TEXT BLOCK »
There they work around this by using a condition (for the SUN compiler) like 

#if defined(__sparcv9) || defined(__sparcv8plus)
        cas     [%o0],%o2,%o1
        ldstub [%o0],%o1

and in their actual generic lock implementation (src/include/storage/s_lock.h) 
the code is this:

#if defined(__sparc__)          /* Sparc */

typedef unsigned char slock_t;

#define TAS(lock) tas(lock)

static __inline__ int
tas(volatile slock_t *lock)
        register slock_t _res;

         *      See comment in /pg/backend/port/tas/solaris_sparc.s for why this
         *      uses "ldstub", and that file uses "cas".  gcc currently 
         *      sparcv7-targeted binaries, so "cas" use isn't possible.
        __asm__ __volatile__(
                "       ldstub  [%2], %0        \n"
:               "=r"(_res), "+m"(*lock)
:               "r"(lock)
:               "memory");
        return (int) _res;

#endif   /* __sparc__ */

Now my general idea was that if there's a reason for PostgreSQL to keep that 
code around, there might be a reason for PHP to do so as well. Obviously I was 
wrong there.

I also do not see the real advantage of 'cas' over 'ldstub' in the current 
scenario since both are atomic, both are supported (ldstub even on v7) and both 
do the job perfectly well.
 [2010-11-17 01:09 UTC] stefan at whocares dot de
Did it ever occur to you that I found this bug/problem because I *specifically 
wanted to use FPM* in the first place? Had I wanted to use FastCGI I'd have 
certainly done so. Seeing that there already was a solution for Sparc v9 I 
thought there might be interest in a solution that would allow PHP to run on 
older machines.

Rows from a pointing dataset »
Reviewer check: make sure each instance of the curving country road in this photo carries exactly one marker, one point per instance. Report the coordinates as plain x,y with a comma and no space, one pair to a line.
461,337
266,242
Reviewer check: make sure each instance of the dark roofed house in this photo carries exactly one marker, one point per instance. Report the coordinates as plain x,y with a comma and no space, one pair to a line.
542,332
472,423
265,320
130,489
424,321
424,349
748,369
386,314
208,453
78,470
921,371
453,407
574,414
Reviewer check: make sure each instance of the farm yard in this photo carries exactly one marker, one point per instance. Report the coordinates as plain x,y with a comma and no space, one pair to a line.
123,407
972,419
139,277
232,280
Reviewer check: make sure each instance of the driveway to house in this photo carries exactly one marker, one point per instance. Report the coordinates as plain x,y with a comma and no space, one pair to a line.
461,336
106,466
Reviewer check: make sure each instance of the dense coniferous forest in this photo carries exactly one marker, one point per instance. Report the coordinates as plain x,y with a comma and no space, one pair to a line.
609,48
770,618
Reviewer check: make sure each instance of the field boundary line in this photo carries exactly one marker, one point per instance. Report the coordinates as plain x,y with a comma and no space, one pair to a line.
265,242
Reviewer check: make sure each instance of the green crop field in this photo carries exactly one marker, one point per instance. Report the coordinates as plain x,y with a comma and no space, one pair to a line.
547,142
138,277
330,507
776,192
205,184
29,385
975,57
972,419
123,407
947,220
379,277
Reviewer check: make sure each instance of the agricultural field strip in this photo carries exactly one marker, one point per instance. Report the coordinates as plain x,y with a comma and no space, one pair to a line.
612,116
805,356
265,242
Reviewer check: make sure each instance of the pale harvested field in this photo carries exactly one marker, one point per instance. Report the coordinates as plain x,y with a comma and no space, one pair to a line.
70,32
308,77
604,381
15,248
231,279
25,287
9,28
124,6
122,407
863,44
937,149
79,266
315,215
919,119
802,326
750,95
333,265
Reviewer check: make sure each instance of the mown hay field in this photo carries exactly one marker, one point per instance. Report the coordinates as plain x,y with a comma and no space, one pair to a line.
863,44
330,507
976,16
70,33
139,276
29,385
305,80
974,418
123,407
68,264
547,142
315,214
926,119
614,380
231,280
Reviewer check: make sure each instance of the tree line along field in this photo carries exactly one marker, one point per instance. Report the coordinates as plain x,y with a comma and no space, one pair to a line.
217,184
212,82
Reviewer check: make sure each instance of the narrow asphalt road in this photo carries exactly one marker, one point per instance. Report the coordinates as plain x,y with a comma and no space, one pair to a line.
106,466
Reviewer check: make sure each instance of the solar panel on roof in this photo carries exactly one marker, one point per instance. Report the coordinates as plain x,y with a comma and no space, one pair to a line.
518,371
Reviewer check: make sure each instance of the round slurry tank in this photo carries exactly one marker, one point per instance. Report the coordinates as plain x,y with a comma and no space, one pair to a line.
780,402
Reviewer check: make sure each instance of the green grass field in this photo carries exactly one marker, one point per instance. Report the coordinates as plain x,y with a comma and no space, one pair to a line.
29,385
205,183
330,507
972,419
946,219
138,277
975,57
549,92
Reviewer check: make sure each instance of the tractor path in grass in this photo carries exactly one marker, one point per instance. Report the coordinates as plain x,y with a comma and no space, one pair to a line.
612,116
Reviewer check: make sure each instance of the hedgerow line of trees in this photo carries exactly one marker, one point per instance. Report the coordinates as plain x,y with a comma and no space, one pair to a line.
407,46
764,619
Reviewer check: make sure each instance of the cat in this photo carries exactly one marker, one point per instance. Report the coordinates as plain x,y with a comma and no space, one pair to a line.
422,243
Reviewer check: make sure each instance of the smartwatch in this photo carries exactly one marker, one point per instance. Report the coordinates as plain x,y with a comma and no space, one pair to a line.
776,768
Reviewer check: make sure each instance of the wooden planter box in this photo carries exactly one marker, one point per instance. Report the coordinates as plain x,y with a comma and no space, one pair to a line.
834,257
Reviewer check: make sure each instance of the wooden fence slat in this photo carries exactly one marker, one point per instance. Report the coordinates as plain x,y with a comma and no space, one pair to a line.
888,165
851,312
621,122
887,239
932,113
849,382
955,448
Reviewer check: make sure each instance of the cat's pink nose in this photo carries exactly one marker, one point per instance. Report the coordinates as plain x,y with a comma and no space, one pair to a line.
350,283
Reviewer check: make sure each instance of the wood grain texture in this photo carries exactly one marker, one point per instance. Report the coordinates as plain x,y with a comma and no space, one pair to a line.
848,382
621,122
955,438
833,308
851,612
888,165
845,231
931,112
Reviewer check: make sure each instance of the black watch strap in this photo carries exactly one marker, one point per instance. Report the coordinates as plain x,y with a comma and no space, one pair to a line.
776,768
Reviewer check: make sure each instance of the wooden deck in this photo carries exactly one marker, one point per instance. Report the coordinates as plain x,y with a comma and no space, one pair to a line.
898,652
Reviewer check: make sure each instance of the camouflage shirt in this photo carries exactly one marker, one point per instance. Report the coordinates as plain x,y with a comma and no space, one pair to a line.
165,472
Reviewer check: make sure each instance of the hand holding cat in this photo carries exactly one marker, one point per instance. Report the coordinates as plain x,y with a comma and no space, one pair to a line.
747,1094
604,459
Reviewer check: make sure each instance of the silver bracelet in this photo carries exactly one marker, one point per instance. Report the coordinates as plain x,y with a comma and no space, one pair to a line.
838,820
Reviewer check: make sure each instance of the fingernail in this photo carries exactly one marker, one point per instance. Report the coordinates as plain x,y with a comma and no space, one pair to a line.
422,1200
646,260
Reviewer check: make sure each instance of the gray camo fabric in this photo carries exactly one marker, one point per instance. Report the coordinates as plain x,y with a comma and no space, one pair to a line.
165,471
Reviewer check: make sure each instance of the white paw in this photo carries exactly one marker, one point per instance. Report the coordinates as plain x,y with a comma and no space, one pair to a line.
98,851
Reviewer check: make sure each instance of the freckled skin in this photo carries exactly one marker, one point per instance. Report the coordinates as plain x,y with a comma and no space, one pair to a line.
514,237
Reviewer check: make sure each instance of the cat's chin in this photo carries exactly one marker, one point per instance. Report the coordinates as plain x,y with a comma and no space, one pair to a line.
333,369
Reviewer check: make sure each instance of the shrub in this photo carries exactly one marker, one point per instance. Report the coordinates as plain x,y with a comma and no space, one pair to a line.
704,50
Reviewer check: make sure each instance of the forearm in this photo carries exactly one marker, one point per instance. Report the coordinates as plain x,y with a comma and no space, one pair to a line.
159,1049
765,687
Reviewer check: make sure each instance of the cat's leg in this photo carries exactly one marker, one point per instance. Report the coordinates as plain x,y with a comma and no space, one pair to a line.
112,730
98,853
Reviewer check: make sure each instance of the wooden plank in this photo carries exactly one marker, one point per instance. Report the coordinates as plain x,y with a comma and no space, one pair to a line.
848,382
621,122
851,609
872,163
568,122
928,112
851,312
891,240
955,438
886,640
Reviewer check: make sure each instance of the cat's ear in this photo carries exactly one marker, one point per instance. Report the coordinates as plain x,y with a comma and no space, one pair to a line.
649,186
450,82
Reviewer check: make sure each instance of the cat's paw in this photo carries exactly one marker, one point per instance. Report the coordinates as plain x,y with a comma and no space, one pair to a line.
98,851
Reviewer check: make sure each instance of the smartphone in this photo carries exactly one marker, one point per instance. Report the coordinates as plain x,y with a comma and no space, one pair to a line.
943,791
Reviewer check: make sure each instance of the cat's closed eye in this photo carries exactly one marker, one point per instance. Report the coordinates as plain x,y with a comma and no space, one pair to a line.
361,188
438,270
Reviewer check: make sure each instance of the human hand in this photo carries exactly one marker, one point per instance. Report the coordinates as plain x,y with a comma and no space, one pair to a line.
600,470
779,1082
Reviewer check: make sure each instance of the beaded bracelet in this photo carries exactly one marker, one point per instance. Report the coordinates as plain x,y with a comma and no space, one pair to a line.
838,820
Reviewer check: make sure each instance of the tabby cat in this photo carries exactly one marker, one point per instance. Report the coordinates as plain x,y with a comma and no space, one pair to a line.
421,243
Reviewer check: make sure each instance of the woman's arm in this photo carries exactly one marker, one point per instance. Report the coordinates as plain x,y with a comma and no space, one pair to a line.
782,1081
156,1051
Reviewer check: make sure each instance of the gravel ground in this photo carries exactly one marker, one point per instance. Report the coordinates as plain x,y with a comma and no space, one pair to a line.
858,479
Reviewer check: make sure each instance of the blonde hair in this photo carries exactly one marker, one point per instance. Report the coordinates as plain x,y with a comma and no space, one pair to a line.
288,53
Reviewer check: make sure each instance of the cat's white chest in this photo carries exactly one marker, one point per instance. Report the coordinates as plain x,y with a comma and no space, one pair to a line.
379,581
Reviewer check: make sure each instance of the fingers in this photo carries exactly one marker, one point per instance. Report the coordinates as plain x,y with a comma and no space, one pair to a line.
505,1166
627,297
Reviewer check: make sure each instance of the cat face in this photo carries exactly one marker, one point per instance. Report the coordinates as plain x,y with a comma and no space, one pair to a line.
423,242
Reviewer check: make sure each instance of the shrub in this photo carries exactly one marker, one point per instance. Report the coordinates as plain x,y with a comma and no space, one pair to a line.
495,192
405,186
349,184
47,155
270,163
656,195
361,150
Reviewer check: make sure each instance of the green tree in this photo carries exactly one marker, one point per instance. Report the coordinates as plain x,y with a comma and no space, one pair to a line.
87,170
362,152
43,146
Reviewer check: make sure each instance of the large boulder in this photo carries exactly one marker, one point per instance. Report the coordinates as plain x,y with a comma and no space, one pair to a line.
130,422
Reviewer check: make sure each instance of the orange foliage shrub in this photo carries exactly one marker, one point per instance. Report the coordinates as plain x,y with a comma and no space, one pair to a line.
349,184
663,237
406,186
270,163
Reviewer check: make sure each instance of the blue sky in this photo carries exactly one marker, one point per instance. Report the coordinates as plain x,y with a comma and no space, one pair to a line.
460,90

CHALLENGE » In the forum post on Sparc locking, which of the two atomic instructions is said to be supported even on v7?

TASK SOLUTION » ldstub